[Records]
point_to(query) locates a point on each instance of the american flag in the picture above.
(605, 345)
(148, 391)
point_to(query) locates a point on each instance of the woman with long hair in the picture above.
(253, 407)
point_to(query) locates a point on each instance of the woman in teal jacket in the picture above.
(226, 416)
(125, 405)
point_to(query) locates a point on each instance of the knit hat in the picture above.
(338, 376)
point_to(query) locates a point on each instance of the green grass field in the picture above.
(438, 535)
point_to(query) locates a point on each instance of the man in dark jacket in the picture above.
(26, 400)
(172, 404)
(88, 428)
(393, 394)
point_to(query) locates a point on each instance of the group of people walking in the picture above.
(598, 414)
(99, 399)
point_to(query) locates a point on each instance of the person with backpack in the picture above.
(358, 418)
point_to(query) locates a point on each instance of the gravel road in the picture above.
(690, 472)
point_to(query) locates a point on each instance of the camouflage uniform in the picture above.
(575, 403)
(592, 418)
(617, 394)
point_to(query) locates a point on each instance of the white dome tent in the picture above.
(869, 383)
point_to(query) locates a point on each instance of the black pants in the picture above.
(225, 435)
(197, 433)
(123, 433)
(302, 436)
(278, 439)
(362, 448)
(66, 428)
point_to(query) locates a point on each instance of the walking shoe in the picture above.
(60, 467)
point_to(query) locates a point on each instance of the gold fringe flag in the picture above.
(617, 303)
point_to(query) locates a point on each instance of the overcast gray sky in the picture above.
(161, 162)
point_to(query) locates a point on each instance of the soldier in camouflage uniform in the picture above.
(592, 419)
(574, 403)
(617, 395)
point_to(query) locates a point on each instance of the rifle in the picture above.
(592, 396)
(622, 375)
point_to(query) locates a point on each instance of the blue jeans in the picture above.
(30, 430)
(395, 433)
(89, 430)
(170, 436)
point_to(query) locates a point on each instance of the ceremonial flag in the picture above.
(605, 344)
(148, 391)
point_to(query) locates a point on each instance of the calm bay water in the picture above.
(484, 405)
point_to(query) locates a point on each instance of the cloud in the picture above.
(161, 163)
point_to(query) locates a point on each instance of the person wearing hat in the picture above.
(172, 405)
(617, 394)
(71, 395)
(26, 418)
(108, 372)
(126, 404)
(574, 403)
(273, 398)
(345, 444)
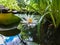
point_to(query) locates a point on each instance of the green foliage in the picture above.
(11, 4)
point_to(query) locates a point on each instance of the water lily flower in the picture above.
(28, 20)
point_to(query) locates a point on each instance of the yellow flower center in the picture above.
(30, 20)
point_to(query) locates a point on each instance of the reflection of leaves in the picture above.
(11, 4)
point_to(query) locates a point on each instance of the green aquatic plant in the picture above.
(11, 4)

**To be done**.
Return all the entries word for word, but omit any pictures they contain.

**The reply**.
point_to(query) locates a point on each instance of the american flag in the picture above.
(605, 345)
(148, 391)
point_to(query) locates a point on each instance of the woman with long hair in the picture above.
(253, 407)
point_to(query) locates a point on each instance of the woman in teal jacket in the picture above.
(226, 416)
(125, 405)
point_to(query) locates a point on each instance of the knit hat in the picture above.
(338, 376)
point_to(query) locates a point on each instance of the green grass field in the picture above.
(438, 535)
point_to(query) locates a point on each instance of the man in dark jacket in the picture above.
(26, 400)
(172, 404)
(88, 428)
(393, 394)
point_to(query) locates a point on each instance of the group of people walking in the picture above.
(598, 414)
(99, 399)
point_to(query) locates a point on each instance of the person with backpack in the picture above.
(358, 418)
point_to(query) locates a point on each instance of the gravel road in the picture above.
(690, 472)
point_to(query) locates a point on each instance of the camouflage uniform in the picture above.
(575, 403)
(592, 418)
(617, 394)
point_to(query) locates a point on each instance of the white dome tent in the picture above.
(869, 383)
point_to(query) locates a point on each instance of the black pants in the picture above.
(225, 435)
(197, 433)
(123, 433)
(302, 436)
(278, 439)
(362, 448)
(66, 428)
point_to(query) locates a point on each instance of the walking shoe in the picture above.
(60, 467)
point_to(query) locates a point on each instance of the gold fringe flag in the picture above.
(617, 303)
point_to(query) locates a point on each instance of the overcast gray sky in the picture above.
(161, 162)
point_to(query) locates a point on each instance of the soldier in camouflage uniform in the picture above.
(592, 419)
(574, 403)
(617, 395)
point_to(query) locates a point on each instance of the rifle in the picture above.
(592, 396)
(622, 375)
point_to(query) locates a point on each instance of the blue jeans in the picture above.
(30, 430)
(395, 433)
(89, 430)
(170, 436)
point_to(query) locates a point on each instance of the ceremonial flag in the picture above.
(605, 344)
(148, 391)
point_to(query) locates a point on each instance of the calm bay water in the picture above.
(484, 405)
point_to(query) locates a point on each instance of the cloud in the picture above.
(161, 163)
point_to(query) locates a point on each instance of the person wearing hat in the picture above.
(172, 405)
(617, 394)
(71, 395)
(26, 418)
(108, 372)
(126, 404)
(574, 403)
(273, 398)
(345, 444)
point_to(query) locates a point on each instance of the green foliage in the picture above.
(11, 4)
point_to(query) locates a point on each instance of the water lily flower in the picture above.
(28, 20)
point_to(query) locates a point on each instance of the yellow flower center in the picture above.
(30, 20)
point_to(query) locates a point on each instance of the reflection of leaves in the picture above.
(11, 4)
point_to(query) locates a point on each instance of the green aquatic plant in the picture above.
(11, 4)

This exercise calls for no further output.